:: Selected excerpt
The big data comprises structured, unstructured and semi-structured data from heterogeneous data sources for enabling data analysis on a single view.

The entity store is a collection of entities extracted from the big data. The entity store stores specific information that enables in distinguishing with one or more entities to retrieve one or more documents containing relevant entities corresponding to the pattern query. The entity hierarchy represents a hierarchical structure of entities resolved using Natural Language Processing (NLP) techniques with the support of the language/domain models.

The relationship store is adapted to store information related to each relationship instance for distinguishing with one or more relationship instances. The Relationship Hierarchy represents a hierarchical arrangement of relationships by resolving the relationships through at least one of a word-sense disambiguation technique and context resolution technique in conjunction with the language/domain model.

The Pattern Query Processing Module (PQPM) processes the pattern query by expanding the pattern query in terms of entities alter consulting with the entity store and the hierarchy of the entity. The pattern query is a list comprising entities and relationships of the entities.

The Pattern Query Processing Module (PQPM) performs a context resolution of the pattern query to provide a relevant result by disambiguation of the entities in the pattern query. The disambiguation of the entities in the pattern query is conducted by considering synonyms and implied entities obtained during expansion of pattern query where similar entities are included and dissimilar entities are excluded.

The Pattern Generation Module (PGM) comprises a document retriever to collect documents pertaining to the entities and relationships contained in the pattern query. A Relationship Sequence Generator to create a relationship sequence with respect to each of the retrieved documents. A Frequent Pattern Growth Module (FPGM) for extracting relevant relationship sequences.

The Relationship Sequence Generator builds the relationship sequences by treating each relationship as an item. Each relationship sequence comprises the relationships in the order of appearance in the document.

The Frequent Pattern Growth Module (FPGM) adapts a Frequent Pattern Growth (FPG) algorithm for extracting relevant relationship sequences which considers the relationship sequences as item-sets and extracts the most frequent item-sets.

The method for mining frequent patterns from a plurality of relationship sequences extracted from a big data. The method comprising, extracting a plurality of entities from the big data. An entity refers to concepts comprising language unit having an independent meaning. The plurality of entities extracted from the big data is stored in an entity store and the extracted entities are arranged in a hierarchical manner. Similarly one or more relationships among the plurality of entities are extracted and stored and a relationship hierarchy is created by arranging the relationships in a hierarchical manner. Further a pattern query is inputted to a pattern query recognition module which processes the pattern query to find patterns in relationships and entities, retrieve relevant data sources from data using the entity hierarchy and the relationship hierarchy based on the pattern query, build relationship sequences with respect to one or more retrieved data sources, extract frequent patterns from the relationship sequences and display the frequent patterns on a frequent pattern display module. The pattern query is a list of entities and the relationship of entities. Here generating frequent patterns among the relationship sequences is performed using a Frequent Pattern Growth Algorithm which considers the relationship sequences as item-sets and extracts the most frequent item-sets.
::::
> **Stated task**
Using the pattern-mining excerpt, answer:
(a) What kinds of data does the big data comprise?
(b) In what order does each relationship sequence list its relationships?
(c) Which two techniques can be used to resolve relationships for the Relationship Hierarchy?
The material that follows comes from a different source than the excerpt.
:: Material
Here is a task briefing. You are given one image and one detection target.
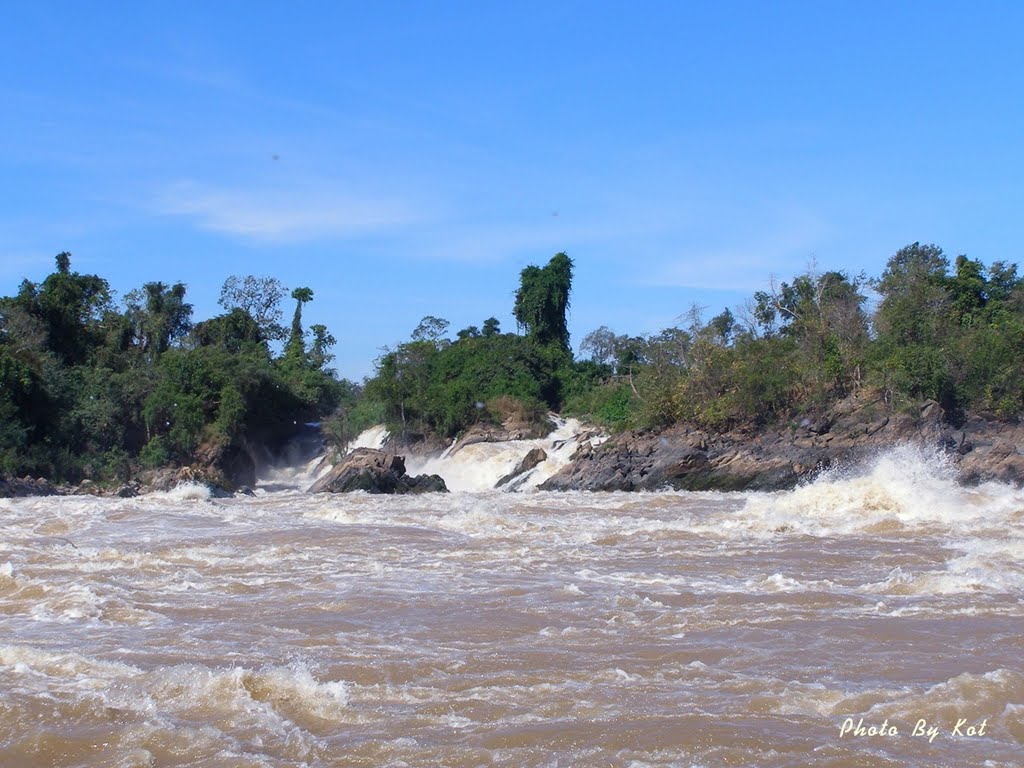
::::
> **Result below**
(a) Structured, unstructured and semi-structured data from heterogeneous data sources.
(b) In the order of their appearance in the document.
(c) A word-sense disambiguation technique and a context resolution technique.